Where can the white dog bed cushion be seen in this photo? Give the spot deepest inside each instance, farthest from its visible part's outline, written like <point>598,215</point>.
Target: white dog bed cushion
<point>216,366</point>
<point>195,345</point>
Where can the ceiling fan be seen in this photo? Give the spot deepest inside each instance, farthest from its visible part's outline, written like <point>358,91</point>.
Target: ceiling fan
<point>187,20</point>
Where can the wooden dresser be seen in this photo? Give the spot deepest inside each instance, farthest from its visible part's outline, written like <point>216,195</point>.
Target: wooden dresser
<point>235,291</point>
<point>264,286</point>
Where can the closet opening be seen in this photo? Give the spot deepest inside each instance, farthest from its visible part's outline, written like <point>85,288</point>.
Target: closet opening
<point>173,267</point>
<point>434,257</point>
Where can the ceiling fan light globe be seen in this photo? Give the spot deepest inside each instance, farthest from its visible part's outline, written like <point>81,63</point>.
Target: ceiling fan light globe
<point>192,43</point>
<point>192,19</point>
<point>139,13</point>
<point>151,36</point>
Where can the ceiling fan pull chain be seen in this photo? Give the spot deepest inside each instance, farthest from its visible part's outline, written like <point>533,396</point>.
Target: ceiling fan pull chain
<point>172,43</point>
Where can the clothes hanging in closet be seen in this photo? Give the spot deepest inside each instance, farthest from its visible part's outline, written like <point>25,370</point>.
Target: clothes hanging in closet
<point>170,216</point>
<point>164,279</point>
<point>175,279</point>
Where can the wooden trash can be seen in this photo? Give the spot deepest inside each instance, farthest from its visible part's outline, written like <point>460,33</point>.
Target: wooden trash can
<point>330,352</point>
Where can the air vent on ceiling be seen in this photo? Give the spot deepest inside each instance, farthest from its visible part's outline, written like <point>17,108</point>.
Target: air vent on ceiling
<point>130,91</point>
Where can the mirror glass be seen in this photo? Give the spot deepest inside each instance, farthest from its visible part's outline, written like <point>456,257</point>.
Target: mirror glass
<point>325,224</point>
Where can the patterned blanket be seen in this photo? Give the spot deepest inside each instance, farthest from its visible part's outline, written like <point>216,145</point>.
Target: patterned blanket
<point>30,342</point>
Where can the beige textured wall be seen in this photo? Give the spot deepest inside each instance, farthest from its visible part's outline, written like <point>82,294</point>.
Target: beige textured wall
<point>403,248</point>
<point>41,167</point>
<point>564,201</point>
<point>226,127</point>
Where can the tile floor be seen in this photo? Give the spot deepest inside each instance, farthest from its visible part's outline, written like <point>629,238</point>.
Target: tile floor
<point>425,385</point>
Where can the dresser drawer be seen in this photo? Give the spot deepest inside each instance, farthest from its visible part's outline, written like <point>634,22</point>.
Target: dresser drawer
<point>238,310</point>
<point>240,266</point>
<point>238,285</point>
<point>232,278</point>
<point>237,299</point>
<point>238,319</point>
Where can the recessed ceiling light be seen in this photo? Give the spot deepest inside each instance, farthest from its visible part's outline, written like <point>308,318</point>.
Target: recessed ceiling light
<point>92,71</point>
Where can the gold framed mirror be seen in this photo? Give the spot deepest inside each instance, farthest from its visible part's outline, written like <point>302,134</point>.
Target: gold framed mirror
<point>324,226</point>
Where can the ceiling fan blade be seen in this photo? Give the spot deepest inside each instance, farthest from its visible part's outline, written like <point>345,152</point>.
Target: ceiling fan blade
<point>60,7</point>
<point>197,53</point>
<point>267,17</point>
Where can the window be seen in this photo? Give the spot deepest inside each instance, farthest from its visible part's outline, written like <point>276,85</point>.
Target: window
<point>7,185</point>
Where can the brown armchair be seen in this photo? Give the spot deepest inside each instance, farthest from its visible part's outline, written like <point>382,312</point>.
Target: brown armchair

Assignment: Scan the entries above and show each line that contains the word "brown".

Output of the exercise:
Where can the brown armchair be seen in this photo? Give the spot deepest inside each instance, farthest from its visible part's outline, written like <point>382,312</point>.
Target: brown armchair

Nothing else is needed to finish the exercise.